• _Exercise details_:
Report every line in the rows below that contains the string "cream", treating uppercase and lowercase as different.

--- START Records provided ---

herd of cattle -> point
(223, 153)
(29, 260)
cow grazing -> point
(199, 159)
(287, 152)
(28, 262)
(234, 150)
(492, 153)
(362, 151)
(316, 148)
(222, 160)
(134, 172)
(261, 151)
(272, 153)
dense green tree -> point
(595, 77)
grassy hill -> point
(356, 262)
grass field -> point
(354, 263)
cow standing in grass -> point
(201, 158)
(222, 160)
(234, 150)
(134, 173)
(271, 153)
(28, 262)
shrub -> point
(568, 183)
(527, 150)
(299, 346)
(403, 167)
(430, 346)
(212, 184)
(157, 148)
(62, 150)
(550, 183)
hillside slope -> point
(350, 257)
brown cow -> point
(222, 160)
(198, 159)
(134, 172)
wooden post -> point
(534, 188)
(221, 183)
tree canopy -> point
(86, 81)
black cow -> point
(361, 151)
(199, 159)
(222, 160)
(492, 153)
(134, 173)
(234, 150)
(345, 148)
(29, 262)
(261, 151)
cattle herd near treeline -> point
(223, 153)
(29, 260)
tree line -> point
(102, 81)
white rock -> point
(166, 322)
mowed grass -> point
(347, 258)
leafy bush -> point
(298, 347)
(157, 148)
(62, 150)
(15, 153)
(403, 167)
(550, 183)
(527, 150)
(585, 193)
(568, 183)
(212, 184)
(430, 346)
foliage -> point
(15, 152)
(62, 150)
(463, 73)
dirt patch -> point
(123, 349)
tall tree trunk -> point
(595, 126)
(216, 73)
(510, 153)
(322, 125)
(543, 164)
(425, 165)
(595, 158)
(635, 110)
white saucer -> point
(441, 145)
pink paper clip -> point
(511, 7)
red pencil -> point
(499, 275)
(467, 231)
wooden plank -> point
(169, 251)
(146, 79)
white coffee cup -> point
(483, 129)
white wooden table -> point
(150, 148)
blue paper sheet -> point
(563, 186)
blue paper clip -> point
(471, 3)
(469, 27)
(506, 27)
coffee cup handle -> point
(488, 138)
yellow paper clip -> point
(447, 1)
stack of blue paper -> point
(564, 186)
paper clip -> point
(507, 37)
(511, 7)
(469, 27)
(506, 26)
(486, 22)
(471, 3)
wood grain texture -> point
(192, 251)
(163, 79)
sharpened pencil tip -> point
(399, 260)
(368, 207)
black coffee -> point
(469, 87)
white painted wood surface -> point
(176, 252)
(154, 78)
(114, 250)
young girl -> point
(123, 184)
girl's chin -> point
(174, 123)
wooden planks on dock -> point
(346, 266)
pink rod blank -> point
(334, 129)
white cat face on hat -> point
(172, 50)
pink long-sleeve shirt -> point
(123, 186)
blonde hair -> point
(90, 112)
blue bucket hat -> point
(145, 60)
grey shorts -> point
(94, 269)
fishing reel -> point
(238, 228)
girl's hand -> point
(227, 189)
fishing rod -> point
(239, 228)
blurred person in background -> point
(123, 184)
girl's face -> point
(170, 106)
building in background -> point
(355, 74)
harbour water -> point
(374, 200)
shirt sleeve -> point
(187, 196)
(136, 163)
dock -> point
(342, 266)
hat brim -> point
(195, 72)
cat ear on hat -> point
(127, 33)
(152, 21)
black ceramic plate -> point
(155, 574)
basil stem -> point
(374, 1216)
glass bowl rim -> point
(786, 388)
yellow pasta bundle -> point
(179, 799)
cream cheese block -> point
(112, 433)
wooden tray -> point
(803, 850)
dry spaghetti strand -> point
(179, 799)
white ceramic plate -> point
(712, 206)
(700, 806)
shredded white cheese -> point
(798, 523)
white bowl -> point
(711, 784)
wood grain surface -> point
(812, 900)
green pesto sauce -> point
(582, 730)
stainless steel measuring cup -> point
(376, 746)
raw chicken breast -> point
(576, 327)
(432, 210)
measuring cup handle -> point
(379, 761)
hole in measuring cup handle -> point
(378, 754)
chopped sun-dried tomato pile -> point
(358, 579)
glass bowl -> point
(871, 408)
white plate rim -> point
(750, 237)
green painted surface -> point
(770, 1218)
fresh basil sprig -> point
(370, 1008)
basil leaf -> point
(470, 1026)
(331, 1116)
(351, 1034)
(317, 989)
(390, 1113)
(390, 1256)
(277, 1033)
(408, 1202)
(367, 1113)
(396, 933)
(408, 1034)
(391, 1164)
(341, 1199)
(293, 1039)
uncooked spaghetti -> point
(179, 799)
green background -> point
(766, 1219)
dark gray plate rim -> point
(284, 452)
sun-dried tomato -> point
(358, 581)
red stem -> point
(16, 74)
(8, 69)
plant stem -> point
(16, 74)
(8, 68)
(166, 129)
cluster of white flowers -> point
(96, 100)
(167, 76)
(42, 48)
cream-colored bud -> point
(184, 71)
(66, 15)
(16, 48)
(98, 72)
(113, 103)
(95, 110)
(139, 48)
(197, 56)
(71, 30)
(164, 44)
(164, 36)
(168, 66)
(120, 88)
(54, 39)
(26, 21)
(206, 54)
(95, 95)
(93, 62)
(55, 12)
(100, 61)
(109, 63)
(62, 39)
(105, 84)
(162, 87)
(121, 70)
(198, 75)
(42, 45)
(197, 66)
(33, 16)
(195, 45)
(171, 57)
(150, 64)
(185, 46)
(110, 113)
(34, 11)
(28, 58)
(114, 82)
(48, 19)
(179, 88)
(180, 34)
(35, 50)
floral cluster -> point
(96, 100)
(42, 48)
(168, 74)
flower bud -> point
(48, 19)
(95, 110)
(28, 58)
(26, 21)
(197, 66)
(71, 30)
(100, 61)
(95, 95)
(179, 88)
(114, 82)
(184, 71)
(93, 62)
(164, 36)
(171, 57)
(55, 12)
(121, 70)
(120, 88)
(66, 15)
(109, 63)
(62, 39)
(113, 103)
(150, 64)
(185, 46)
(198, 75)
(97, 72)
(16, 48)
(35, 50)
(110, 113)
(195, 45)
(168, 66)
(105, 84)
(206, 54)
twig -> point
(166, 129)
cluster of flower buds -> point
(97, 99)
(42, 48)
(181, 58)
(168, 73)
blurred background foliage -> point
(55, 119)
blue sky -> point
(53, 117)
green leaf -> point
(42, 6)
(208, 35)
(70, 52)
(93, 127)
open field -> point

--- END Records provided ---
--- START Records provided ---

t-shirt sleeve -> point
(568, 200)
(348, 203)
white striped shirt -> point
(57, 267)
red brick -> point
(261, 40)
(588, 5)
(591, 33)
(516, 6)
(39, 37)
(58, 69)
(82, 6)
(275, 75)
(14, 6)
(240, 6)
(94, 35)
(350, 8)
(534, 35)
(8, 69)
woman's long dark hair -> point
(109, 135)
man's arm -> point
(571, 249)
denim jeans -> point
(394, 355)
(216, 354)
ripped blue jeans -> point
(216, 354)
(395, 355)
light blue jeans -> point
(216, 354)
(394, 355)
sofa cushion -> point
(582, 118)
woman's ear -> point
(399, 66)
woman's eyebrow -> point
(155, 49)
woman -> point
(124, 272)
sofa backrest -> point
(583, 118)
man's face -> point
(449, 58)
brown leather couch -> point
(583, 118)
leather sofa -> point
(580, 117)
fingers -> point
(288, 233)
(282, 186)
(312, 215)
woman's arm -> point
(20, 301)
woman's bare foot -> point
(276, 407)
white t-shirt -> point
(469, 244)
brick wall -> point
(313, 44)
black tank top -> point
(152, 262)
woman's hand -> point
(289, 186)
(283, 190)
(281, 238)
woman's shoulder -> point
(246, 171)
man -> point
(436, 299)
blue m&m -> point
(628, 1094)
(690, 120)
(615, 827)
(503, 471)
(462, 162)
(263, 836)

--- END Records provided ---
--- START Records provided ---

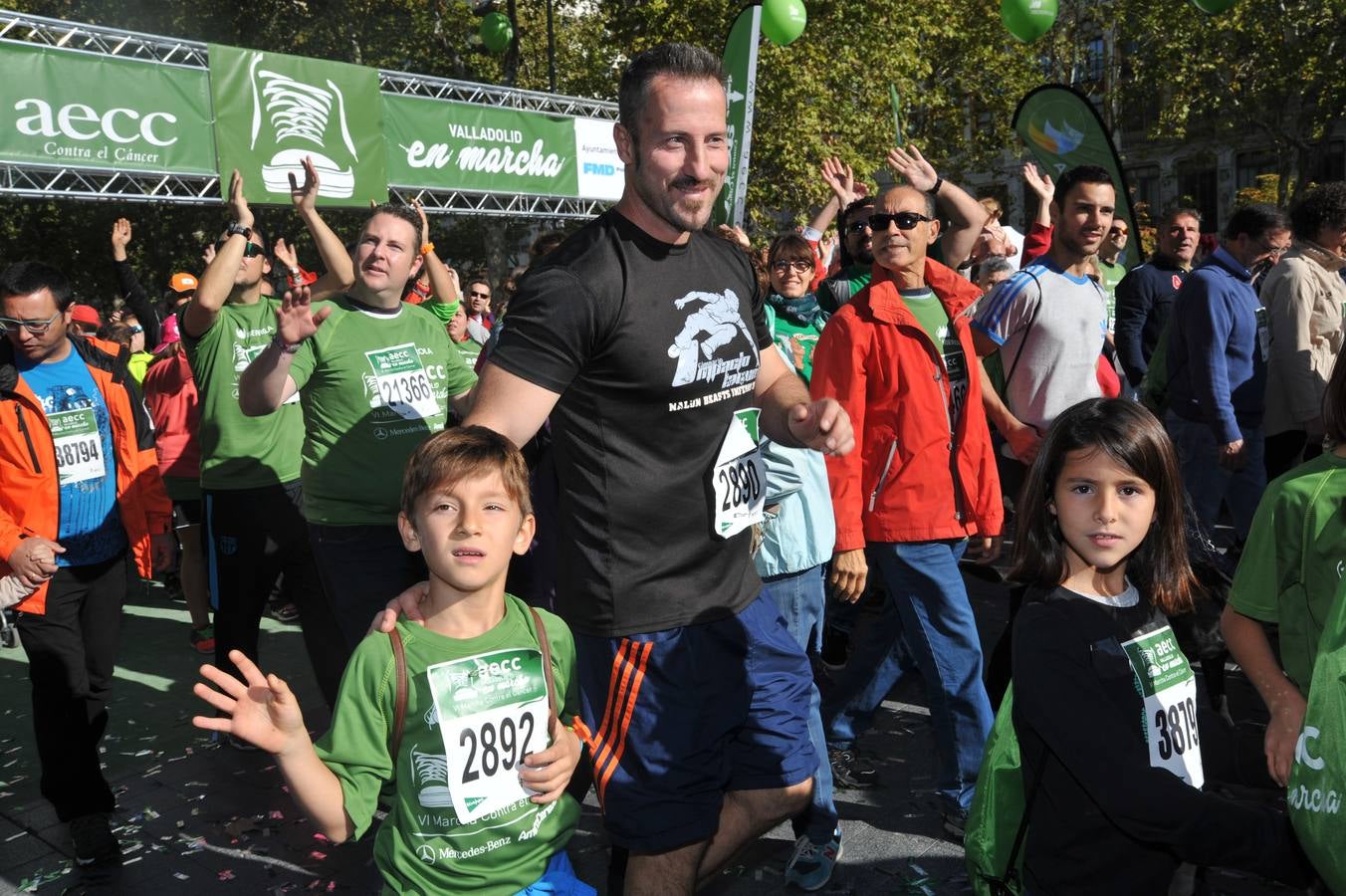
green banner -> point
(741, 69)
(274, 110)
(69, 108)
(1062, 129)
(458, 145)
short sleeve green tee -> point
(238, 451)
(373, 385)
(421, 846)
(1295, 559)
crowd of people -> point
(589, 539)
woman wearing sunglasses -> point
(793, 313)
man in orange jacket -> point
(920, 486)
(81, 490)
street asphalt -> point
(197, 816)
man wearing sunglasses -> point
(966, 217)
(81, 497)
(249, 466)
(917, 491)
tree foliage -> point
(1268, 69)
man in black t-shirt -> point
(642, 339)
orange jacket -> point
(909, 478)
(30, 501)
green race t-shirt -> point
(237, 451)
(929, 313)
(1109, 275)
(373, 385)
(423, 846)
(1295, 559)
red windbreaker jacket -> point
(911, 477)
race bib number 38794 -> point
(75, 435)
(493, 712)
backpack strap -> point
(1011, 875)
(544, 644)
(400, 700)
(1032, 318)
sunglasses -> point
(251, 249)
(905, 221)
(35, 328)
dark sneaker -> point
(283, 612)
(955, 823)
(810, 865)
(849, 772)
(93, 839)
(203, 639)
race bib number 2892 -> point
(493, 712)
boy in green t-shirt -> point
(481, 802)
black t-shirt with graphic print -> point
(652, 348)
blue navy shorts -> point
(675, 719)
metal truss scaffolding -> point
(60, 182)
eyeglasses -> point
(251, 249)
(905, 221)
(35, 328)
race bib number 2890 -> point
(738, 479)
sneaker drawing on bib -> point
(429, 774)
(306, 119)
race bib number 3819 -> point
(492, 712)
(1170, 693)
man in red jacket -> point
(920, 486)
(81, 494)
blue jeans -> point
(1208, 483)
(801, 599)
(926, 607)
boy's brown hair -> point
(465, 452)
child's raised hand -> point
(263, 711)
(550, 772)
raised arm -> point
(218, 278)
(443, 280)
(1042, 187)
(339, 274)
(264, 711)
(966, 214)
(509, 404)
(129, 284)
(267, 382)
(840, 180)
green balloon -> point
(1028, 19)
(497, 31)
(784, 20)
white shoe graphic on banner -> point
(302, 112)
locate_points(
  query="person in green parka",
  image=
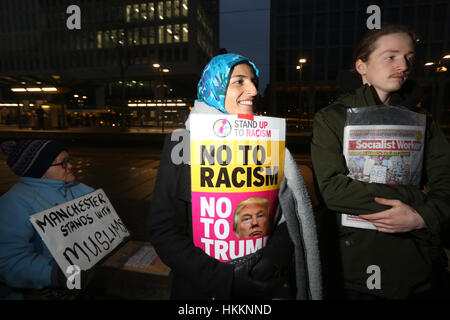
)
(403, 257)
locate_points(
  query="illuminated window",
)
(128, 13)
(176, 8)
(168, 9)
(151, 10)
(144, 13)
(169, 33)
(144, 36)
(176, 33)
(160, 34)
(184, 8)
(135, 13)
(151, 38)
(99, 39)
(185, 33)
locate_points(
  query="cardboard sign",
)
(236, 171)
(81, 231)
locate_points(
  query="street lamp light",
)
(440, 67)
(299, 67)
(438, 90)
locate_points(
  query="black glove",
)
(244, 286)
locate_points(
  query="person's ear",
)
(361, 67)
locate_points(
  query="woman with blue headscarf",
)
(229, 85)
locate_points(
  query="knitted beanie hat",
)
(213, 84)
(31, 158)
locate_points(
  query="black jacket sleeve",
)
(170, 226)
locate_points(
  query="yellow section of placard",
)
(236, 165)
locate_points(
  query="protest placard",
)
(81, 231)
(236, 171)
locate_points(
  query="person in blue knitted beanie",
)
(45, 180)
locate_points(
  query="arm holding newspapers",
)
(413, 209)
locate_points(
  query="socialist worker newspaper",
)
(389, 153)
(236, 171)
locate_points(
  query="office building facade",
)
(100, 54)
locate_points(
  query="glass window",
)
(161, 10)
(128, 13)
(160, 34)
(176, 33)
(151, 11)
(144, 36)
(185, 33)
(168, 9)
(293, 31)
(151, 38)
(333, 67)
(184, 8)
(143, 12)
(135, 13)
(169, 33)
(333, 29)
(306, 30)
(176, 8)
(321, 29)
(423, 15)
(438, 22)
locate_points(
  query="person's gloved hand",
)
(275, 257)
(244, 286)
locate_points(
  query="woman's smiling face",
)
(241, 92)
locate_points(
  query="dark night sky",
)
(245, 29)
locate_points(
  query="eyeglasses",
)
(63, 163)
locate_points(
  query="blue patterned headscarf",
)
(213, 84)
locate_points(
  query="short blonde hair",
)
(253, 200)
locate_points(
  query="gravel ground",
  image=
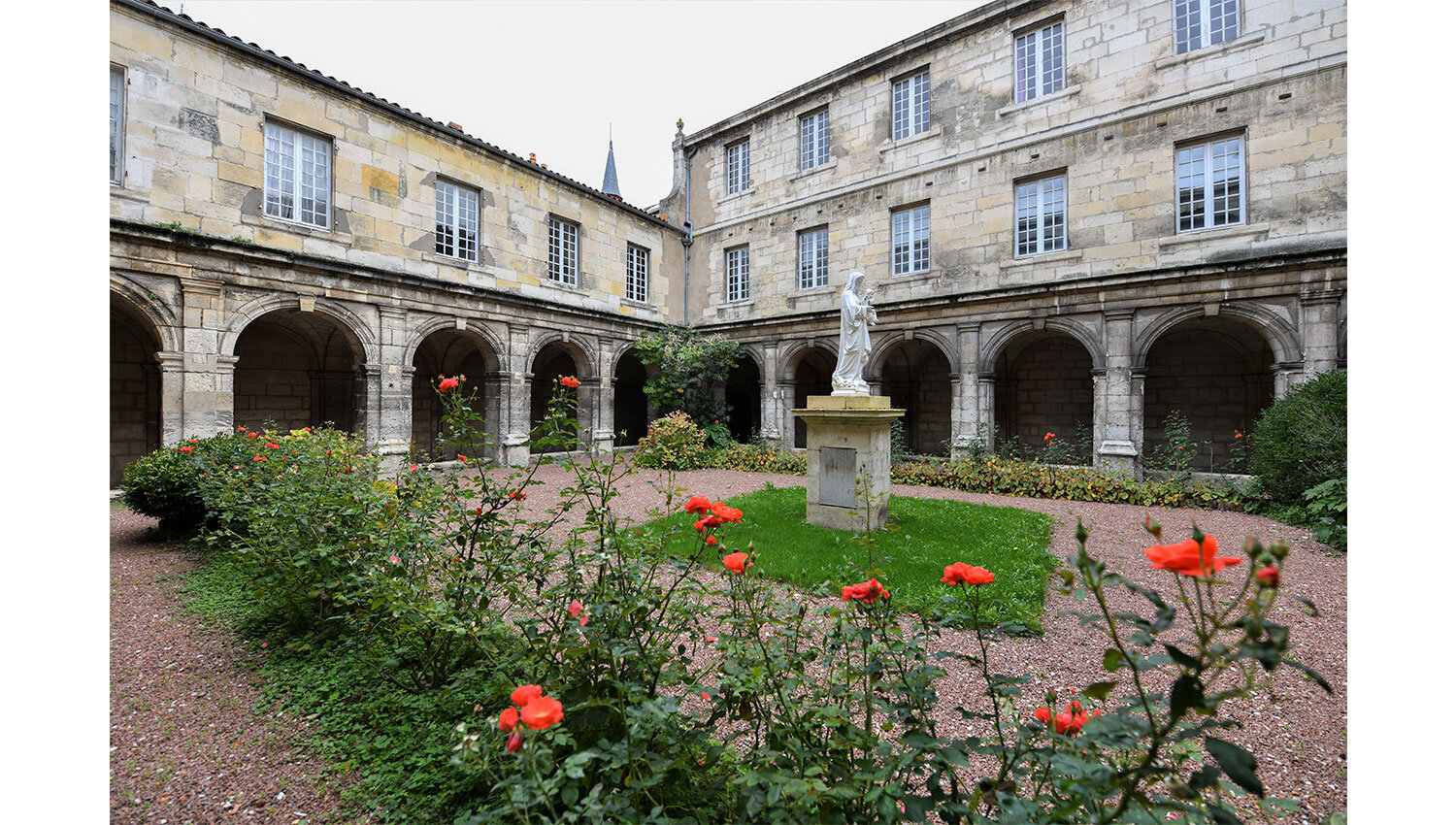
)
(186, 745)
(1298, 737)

--- END Records provided ---

• _Solution to the problem_:
cream cheese block -> point
cream-colored bud -> point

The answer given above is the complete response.